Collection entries
--*--

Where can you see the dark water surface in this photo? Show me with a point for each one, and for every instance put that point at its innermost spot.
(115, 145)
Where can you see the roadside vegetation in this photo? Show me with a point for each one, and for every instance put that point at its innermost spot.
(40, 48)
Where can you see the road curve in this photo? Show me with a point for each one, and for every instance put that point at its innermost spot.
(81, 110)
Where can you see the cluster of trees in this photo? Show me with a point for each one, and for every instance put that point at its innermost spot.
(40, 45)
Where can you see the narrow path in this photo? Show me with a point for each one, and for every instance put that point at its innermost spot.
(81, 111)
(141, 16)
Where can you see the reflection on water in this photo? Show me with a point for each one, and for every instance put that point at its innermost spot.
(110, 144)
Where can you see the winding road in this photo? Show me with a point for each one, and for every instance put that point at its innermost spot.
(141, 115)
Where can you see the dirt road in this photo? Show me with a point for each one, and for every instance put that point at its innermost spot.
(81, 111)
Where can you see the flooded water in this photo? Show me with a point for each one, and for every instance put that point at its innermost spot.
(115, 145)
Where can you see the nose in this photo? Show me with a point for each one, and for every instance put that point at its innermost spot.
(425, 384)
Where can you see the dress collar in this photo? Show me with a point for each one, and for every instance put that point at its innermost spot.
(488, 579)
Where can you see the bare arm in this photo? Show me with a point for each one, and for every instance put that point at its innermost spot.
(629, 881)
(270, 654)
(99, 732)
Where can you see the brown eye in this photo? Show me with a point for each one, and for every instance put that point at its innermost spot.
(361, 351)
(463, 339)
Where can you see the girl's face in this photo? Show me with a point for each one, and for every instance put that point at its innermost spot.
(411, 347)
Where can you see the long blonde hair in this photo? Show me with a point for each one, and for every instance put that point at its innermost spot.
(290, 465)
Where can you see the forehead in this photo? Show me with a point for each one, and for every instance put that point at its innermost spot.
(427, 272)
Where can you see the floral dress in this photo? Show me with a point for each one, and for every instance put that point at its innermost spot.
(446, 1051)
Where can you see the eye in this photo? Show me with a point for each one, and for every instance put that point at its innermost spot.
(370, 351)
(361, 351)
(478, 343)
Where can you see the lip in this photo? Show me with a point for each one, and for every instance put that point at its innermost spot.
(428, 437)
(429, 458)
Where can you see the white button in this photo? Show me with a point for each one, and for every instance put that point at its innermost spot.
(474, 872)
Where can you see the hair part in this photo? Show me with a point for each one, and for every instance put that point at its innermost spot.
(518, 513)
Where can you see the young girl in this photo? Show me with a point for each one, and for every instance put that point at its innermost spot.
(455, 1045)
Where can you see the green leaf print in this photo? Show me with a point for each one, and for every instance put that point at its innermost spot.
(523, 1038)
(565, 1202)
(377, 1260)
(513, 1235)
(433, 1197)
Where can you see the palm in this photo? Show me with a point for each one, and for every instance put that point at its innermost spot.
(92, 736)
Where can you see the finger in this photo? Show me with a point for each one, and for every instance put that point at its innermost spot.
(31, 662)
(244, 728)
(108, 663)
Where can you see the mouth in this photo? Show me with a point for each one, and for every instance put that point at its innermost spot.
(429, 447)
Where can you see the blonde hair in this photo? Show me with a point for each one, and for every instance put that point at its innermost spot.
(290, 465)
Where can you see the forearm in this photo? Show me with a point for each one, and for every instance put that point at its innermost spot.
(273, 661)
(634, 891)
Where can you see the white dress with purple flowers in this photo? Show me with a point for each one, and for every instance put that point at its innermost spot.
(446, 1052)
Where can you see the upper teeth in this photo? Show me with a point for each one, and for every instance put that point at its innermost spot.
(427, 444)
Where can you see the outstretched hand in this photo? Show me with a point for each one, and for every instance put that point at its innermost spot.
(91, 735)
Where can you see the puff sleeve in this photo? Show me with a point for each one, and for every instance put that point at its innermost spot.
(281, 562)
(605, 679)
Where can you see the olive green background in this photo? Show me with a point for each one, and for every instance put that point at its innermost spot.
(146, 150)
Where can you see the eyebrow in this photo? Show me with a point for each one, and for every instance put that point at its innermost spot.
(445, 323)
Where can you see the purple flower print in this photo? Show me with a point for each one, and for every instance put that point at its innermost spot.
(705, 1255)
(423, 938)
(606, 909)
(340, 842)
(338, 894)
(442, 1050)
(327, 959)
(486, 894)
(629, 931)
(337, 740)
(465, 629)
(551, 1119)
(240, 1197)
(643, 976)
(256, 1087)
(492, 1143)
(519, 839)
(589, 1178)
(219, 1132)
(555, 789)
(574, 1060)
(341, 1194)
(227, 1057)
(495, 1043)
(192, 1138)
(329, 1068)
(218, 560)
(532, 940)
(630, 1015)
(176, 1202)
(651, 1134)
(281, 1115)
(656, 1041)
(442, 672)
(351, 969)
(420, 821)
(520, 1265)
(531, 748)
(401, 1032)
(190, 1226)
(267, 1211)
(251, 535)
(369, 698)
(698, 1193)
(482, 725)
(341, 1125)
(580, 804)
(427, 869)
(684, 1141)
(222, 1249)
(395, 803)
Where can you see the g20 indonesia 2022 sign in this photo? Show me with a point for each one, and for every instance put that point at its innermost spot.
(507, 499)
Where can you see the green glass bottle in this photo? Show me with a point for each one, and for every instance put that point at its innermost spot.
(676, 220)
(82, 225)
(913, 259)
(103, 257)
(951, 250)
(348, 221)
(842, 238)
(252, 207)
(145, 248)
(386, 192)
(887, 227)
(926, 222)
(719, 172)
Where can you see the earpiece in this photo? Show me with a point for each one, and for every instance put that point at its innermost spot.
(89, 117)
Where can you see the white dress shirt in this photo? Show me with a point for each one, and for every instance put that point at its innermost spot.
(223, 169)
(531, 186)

--*--

(PROBLEM DESCRIPTION): Rewrite the entries above as a numbered list, omitting any blank lines.

(SOLUTION TO THIS EXERCISE):
1. Where can you see the dark water surface in this photo? Show me with a point for each one, and for every instance put that point at its innermost spot.
2. (115, 145)
3. Where can you see the roadside vegetation in this photo? Show me with a point for each one, and for every instance put that point at its innermost spot.
4. (40, 48)
5. Where can you see the road curve in this photo? Show me with a point for each one, and for every instance put that point at its innermost spot.
6. (81, 110)
7. Where can you see the cluster of trees in this photo? Show me with a point for each one, and for every instance put that point at its innermost spot.
8. (40, 45)
9. Where can you see the narrow path in this photo? Show me with a point for each one, and for every instance put that point at its innermost spot.
10. (81, 111)
11. (141, 16)
12. Where can you see the reflection on water in this photo? Show me with a point for each one, and for every instance put that point at its innermost spot.
13. (110, 144)
14. Where can you see the winding road in this photo? Show me with a point for each one, and for every instance put that point at its innermost spot.
15. (141, 115)
16. Where can you see the dirt road in this photo? Show me with a point for each one, and for every instance put that point at its innermost spot.
17. (81, 111)
18. Where can you see the flooded water in this photo? Show me with a point for each one, and for every instance put that point at its innermost spot.
19. (115, 145)
20. Where can you see the nose in this photo? Show me with a point for each one, and for every instance put that point at its innermost spot.
21. (425, 384)
22. Where can you see the dress collar in this photo? Show me with a point for each one, and for every instance put that point at its innermost spot.
23. (488, 579)
24. Where can you see the bare arm in this photo? Show me with a point for each one, and for every instance put that point at its innermost spot.
25. (629, 881)
26. (270, 654)
27. (99, 732)
28. Where can you see the brown eye in this photo? Show me with a point for each one, and for every instance put that point at its innermost spot.
29. (361, 351)
30. (463, 339)
31. Where can you see the girl's face in this photo? Show me with a point for each one, and for every instance put that point at its innermost spot.
32. (411, 347)
33. Where can you see the long blonde hair in this photo? Show me with a point for each one, and for every instance put that point at its innermost spot.
34. (290, 465)
35. Where can you see the forehead in this photo? Show me with a point for each one, and for every instance put that point at its innermost spot.
36. (427, 272)
37. Where can you see the floral dress in this photo? Show me with a point for each one, and for every instance put that point at its innermost spot.
38. (446, 1051)
39. Where can you see the eye in this photo? Show me with a point for each one, and for every instance put that point at its innermost spot.
40. (370, 351)
41. (361, 351)
42. (478, 343)
43. Where can you see the lip in this photo? Show me with a point for each one, and for every instance put that point at its innermost spot.
44. (428, 437)
45. (429, 458)
46. Where can you see the white button in this photo? Show me with a point for each one, and for every instance put that point at its innermost spot.
47. (474, 872)
48. Where can you see the hair part in this photo? Show me with a point for each one, and for every instance put that point at its innermost spot.
49. (518, 513)
50. Where can you see the young girl in this photo? Show me with a point for each one, and for every instance put that point at its innermost spot.
51. (455, 1045)
52. Where can you see the green leaf print in this photo? Show me with a point for each one, and for every instance put that point at its innermost spot.
53. (523, 1038)
54. (565, 1202)
55. (377, 1260)
56. (513, 1235)
57. (433, 1197)
58. Where can you see the palm in this photo? Show me with a point for each one, and for every instance put that point at its innermost spot.
59. (92, 736)
60. Where can you see the finger in this photo? Show me with a point for each one, and for every instance put that point at its innermost spot.
61. (31, 662)
62. (244, 728)
63. (108, 663)
64. Where can you see the mouth in this photo? Show me with a point for each one, and for every instance put that point at its innermost spot.
65. (429, 447)
66. Where can you see the blonde hair in this photo? Show me with a point for each one, and for every instance put that point at its innermost spot.
67. (290, 465)
68. Where can you see the forearm in this photo? Show me with a point for each one, and for every instance put that point at its innermost spot.
69. (273, 661)
70. (634, 891)
71. Where can you see the white dress with purple flowers in this photo? Show me with a point for each one, and for every instance put that point at its innermost spot.
72. (446, 1052)
73. Where can you see the upper teeth in this photo? Show me with a point for each one, and for every instance put that point at its innermost spot.
74. (427, 444)
75. Where can you see the outstretched hand in this photo? Show me with a point for each one, and for every instance put that point at its innermost spot.
76. (91, 735)
77. Where can you see the puff sleeve in this photo? Show me with a point for each one, and for every instance put that point at its innermost spot.
78. (281, 562)
79. (605, 679)
80. Where can you see the olive green background in this photo? Show me with a point for each one, and for every instance put that point at its innermost spot.
81. (146, 150)
82. Where can you see the eyebrow in this photo? Show me with a point for each one, and for every instance put that point at its innermost spot.
83. (445, 323)
84. Where can you see the purple flower print in this photo? Show me with a point for each one, and for every instance put that point at its innermost spot.
85. (705, 1255)
86. (423, 938)
87. (606, 909)
88. (340, 842)
89. (338, 894)
90. (442, 1050)
91. (327, 959)
92. (486, 894)
93. (629, 931)
94. (337, 740)
95. (465, 629)
96. (551, 1119)
97. (240, 1197)
98. (643, 976)
99. (256, 1087)
100. (492, 1143)
101. (519, 839)
102. (589, 1178)
103. (219, 1132)
104. (555, 789)
105. (574, 1060)
106. (341, 1194)
107. (227, 1057)
108. (495, 1043)
109. (192, 1138)
110. (329, 1068)
111. (218, 560)
112. (532, 940)
113. (630, 1015)
114. (176, 1202)
115. (651, 1134)
116. (281, 1115)
117. (656, 1041)
118. (442, 672)
119. (351, 969)
120. (420, 821)
121. (520, 1265)
122. (531, 748)
123. (401, 1032)
124. (190, 1226)
125. (267, 1211)
126. (251, 535)
127. (369, 698)
128. (698, 1193)
129. (482, 725)
130. (341, 1125)
131. (580, 804)
132. (427, 869)
133. (684, 1141)
134. (222, 1249)
135. (395, 803)
136. Where can you see the g20 indonesia 2022 sign in this photo? Show me with a point for each one, and for every instance put that point at its innermost spot.
137. (507, 499)
138. Where can you see the green glass bottle in this photo? Show me with a point for each one, and for every instance put that point at its innermost spot.
139. (676, 220)
140. (82, 225)
141. (913, 259)
142. (103, 257)
143. (951, 250)
144. (348, 221)
145. (842, 238)
146. (252, 207)
147. (145, 248)
148. (386, 192)
149. (887, 227)
150. (926, 222)
151. (719, 172)
152. Where can you see the earpiece in this photo? Show me with a point for each one, and for every instance put that point at its innermost spot.
153. (89, 117)
154. Where can you see the white dress shirt in this photo? Show me with a point for each one, and for every instance put that point at its innermost spot.
155. (223, 169)
156. (531, 186)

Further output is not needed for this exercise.